• _Exercise details_:
Give the material from the start through the line containing "<point>851,673</point>" as a two-column CSV with the columns input and output. Each row pairs one passage with the answer beneath it, each in a single quoted field with line breaks replaced by spaces.

• _Entries provided_:

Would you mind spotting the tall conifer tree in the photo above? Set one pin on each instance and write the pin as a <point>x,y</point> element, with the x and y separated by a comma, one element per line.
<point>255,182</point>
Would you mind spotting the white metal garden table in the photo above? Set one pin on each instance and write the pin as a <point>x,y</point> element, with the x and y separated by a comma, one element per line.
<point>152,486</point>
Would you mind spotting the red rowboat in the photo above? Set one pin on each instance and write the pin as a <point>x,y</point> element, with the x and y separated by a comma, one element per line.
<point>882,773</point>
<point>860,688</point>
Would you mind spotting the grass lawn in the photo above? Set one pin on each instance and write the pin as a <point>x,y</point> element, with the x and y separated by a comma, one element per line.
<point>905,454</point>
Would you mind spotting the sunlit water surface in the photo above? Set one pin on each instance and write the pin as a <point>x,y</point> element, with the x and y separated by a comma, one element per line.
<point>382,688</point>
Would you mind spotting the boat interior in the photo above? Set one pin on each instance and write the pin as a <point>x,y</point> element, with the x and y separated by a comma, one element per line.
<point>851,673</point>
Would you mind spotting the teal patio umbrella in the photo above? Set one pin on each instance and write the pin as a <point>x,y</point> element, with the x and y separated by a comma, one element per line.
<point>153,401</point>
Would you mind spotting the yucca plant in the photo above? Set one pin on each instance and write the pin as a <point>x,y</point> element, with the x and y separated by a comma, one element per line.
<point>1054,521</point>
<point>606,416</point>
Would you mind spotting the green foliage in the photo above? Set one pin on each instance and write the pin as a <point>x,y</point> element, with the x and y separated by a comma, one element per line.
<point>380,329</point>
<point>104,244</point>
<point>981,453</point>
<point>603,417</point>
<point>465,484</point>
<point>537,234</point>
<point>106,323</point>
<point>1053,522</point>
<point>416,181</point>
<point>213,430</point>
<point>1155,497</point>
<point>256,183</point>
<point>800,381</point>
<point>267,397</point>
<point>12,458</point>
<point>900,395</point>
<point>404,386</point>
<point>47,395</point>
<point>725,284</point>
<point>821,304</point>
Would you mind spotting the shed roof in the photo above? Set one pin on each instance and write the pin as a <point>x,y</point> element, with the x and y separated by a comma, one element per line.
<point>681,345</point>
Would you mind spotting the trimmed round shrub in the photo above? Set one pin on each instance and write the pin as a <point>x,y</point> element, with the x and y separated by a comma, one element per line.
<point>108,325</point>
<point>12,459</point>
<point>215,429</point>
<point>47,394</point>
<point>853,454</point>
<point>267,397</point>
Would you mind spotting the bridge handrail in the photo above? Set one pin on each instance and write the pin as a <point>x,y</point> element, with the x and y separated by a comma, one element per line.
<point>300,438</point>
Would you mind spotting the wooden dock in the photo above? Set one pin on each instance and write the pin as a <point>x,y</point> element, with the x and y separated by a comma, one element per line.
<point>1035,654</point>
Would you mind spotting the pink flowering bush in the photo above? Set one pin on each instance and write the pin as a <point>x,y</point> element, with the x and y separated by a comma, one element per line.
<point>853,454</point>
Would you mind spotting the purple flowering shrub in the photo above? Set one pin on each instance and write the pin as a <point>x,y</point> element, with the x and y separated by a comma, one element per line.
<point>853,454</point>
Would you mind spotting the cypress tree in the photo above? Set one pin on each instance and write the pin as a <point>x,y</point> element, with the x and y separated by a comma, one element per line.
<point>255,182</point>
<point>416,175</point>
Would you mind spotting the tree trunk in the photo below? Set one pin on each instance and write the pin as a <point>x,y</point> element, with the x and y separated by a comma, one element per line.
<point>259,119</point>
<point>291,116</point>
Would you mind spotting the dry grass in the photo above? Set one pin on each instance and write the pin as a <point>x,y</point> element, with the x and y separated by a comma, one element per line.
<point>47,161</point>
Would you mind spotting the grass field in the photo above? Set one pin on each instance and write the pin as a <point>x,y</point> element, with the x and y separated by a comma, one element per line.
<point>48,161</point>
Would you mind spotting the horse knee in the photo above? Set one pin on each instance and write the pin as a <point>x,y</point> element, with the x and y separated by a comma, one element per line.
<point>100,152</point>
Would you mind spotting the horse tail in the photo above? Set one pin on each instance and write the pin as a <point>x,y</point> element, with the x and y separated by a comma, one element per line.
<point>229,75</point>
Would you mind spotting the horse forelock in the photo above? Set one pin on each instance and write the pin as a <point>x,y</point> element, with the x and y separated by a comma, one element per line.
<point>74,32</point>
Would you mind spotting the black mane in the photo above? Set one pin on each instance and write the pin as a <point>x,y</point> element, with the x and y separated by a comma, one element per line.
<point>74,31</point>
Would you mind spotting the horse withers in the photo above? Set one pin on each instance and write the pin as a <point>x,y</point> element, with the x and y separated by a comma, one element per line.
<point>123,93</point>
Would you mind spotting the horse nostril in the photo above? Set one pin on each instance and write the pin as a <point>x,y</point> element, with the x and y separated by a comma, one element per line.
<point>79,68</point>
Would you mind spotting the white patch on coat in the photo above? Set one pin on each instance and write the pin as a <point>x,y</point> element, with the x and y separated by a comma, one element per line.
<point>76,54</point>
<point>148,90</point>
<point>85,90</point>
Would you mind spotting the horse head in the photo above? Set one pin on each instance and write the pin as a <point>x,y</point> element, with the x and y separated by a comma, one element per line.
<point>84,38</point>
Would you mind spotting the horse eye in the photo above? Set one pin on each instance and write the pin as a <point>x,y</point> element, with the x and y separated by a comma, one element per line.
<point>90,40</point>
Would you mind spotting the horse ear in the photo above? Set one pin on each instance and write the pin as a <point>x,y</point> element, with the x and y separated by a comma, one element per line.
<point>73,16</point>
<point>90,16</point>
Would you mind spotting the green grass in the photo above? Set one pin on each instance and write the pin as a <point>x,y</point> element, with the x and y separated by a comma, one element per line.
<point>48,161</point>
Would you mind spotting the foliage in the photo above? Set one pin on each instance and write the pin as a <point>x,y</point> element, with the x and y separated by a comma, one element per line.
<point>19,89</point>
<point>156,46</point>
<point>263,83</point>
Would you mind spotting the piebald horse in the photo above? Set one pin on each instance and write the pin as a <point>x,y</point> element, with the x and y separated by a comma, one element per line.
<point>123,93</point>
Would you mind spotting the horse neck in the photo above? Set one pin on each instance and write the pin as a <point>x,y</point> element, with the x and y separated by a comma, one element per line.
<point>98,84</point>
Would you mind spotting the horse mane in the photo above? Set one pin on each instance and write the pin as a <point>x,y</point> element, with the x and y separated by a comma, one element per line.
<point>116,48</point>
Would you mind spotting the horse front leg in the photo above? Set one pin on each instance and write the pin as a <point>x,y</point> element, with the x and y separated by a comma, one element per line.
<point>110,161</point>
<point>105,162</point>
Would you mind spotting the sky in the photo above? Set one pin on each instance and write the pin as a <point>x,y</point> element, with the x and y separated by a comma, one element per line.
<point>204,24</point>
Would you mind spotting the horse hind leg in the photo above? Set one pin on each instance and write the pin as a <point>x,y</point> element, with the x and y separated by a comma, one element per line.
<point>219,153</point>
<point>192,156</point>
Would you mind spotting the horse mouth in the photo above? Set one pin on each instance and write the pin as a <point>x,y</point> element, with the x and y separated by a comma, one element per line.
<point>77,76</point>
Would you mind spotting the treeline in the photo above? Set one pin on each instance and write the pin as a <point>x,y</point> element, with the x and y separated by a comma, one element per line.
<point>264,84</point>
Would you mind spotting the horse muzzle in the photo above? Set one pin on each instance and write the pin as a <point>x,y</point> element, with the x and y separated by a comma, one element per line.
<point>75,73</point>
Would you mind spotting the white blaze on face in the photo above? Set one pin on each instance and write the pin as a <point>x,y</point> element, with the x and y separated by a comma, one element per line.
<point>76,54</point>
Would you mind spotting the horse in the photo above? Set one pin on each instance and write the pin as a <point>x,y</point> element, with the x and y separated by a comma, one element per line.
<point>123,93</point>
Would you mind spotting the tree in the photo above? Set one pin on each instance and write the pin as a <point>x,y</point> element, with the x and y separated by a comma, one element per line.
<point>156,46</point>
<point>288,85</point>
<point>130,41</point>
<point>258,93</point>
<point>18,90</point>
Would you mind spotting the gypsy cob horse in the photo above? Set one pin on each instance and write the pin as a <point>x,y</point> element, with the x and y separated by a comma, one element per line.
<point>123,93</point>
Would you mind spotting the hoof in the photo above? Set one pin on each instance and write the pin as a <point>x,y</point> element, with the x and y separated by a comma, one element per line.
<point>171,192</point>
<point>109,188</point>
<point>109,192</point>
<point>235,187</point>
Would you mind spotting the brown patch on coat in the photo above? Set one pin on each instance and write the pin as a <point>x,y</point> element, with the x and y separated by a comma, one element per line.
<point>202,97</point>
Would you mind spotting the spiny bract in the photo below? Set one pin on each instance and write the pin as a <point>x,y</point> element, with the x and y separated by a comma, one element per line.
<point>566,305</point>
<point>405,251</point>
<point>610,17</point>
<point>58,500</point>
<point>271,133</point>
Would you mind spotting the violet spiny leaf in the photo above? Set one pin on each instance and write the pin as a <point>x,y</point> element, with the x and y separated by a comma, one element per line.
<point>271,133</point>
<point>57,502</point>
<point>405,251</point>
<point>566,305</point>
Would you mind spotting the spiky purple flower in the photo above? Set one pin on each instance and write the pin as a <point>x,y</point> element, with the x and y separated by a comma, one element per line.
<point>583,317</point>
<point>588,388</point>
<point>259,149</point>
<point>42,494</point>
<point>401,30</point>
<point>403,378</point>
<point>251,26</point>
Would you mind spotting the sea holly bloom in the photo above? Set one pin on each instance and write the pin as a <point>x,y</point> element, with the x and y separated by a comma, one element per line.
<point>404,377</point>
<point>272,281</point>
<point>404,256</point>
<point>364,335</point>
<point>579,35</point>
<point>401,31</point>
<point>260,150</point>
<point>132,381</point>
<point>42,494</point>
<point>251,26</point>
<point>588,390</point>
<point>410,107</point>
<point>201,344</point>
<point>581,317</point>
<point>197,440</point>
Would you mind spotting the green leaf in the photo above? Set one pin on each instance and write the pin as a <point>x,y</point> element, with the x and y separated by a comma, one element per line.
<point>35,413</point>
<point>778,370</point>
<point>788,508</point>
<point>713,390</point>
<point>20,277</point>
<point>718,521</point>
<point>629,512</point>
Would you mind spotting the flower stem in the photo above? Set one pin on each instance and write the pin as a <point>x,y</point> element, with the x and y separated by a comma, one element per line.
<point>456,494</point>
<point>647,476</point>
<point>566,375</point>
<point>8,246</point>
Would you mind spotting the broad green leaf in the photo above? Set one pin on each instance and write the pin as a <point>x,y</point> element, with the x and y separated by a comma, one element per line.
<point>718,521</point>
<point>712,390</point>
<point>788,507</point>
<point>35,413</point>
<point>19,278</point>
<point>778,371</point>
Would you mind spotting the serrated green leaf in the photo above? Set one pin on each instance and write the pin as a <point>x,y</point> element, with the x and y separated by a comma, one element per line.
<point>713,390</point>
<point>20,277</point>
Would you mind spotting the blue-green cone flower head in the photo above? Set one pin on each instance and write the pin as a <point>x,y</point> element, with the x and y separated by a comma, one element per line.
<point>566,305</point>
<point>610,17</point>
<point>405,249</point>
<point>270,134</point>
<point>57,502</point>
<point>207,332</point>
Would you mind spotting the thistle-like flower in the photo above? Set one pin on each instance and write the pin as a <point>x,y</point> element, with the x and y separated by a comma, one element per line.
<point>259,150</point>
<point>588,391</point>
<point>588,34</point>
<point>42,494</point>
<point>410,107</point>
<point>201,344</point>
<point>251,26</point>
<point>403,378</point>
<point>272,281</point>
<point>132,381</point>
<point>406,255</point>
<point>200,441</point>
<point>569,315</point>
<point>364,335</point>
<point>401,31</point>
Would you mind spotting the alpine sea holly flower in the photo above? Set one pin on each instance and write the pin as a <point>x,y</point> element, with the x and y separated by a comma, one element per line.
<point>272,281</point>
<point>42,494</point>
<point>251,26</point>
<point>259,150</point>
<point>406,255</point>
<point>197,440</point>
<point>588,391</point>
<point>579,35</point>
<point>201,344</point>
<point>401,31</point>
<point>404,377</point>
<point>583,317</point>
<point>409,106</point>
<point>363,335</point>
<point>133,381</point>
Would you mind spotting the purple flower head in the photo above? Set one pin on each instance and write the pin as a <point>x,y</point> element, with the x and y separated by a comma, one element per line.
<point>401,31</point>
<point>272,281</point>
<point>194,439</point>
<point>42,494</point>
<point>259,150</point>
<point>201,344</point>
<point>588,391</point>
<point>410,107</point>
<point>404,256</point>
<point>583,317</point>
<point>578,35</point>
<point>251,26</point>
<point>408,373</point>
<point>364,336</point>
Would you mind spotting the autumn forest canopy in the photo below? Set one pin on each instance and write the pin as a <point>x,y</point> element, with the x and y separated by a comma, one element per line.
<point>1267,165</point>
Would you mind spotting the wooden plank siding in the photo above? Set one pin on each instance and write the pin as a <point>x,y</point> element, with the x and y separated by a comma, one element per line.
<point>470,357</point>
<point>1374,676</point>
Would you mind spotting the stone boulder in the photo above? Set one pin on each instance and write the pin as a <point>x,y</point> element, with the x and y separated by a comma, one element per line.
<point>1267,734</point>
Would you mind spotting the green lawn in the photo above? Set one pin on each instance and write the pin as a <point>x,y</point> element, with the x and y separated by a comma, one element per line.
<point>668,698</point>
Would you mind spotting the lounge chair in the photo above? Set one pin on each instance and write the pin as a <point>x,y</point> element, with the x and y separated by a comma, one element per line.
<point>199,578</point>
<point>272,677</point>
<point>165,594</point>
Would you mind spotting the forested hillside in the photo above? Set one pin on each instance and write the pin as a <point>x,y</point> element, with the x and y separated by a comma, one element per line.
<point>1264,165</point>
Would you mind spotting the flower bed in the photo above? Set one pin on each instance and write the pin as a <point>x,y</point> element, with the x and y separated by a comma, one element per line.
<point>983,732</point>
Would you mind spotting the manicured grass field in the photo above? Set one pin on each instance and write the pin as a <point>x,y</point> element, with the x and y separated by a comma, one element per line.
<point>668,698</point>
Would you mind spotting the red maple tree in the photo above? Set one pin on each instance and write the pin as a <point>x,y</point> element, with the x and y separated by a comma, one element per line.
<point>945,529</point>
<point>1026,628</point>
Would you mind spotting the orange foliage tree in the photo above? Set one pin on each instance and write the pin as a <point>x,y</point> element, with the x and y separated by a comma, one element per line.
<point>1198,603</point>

• _Exercise answer_:
input,output
"Would you mind spotting the tall conifer tree in the photo above? Set one pin on each instance and write the pin as a <point>x,y</point> element, with the x and y separated by a comma, one element per line.","<point>255,182</point>"
"Would you mind spotting the white metal garden table in the photo above? Set one pin on each instance and write the pin as a <point>x,y</point> element, with the x and y separated by a comma, one element per line.","<point>152,486</point>"
"Would you mind spotting the red rowboat in the photo above? Set one pin on each instance and write the pin as a <point>x,y</point> element, with the x and y separated by a comma, one element per line.","<point>882,773</point> <point>860,688</point>"
"Would you mind spotting the grass lawn in the photo above? Set one pin on each instance and write the pin as a <point>x,y</point> element, with the x and y separated by a comma, one element per line.","<point>905,454</point>"
"Would you mind spotting the sunlit water surface in the photo above? Set one pin on each instance and write the pin as a <point>x,y</point> element, with the x and y separated by a comma, one element per line.","<point>382,688</point>"
"Would you mind spotting the boat interior in the photo above? Set one pin on each instance and write the pin as a <point>x,y</point> element, with the x and y separated by a comma, one element per line.","<point>851,673</point>"